-------- Provided information
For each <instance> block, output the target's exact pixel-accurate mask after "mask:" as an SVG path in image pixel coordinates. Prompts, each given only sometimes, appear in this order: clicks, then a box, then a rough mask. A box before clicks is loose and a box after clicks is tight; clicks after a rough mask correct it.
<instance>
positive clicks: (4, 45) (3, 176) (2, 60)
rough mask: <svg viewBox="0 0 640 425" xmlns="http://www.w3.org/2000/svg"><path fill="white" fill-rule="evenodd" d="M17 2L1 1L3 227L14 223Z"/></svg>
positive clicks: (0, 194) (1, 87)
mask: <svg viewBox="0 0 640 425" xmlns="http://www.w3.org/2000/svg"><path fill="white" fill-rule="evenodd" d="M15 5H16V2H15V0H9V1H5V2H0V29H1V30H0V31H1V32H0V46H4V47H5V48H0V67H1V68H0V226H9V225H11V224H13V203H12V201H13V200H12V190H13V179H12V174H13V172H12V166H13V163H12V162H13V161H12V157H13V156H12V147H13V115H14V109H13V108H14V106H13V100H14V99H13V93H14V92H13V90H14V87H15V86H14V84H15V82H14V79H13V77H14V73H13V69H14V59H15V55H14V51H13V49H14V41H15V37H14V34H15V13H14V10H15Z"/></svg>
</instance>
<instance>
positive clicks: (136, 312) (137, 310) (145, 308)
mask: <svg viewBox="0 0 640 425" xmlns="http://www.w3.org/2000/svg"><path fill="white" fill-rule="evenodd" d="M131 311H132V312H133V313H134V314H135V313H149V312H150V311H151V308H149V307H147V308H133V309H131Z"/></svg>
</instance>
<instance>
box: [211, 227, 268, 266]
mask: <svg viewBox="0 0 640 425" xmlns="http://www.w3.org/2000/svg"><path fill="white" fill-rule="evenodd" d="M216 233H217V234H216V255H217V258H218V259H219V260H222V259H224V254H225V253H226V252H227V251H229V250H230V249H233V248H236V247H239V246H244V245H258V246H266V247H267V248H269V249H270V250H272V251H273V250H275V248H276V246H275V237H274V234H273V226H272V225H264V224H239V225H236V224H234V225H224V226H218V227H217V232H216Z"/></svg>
----------------
■ To do ■
Pull out each line of the records holding the string "rough".

■ Reply to the task ■
For each <instance> block, output the target's exact pixel-accurate mask after "mask:" as an SVG path in image pixel coordinates. Prompts, each given only sometimes, appear in this order: clicks, then a box, then a rough mask. A box before clicks is loose and a box after clicks is tight; clicks after a rough mask correct it.
rough mask: <svg viewBox="0 0 640 425" xmlns="http://www.w3.org/2000/svg"><path fill="white" fill-rule="evenodd" d="M17 2L1 1L3 227L14 223Z"/></svg>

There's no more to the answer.